• Given records:
[START]
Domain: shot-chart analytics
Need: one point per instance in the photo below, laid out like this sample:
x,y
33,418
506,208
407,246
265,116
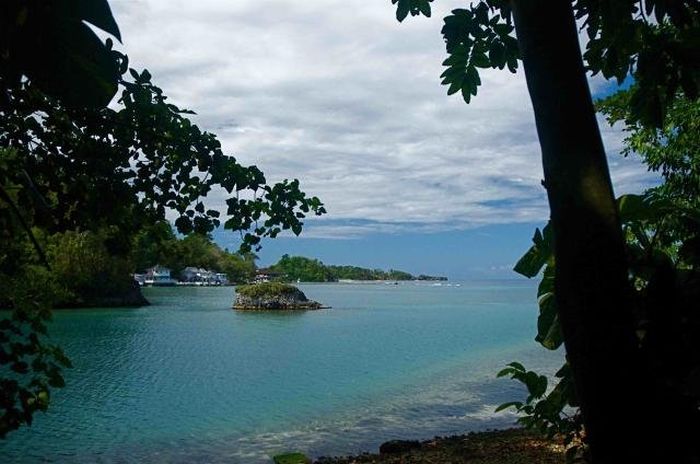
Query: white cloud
x,y
338,94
[END]
• What you are asked to do: Write out all of the material above word for word, leaving out any pictures.

• The result:
Domain: shot-chart analytics
Need: one point per instance in the photo below, laid out like this sample:
x,y
33,418
506,208
407,246
265,116
Query: white cloud
x,y
338,94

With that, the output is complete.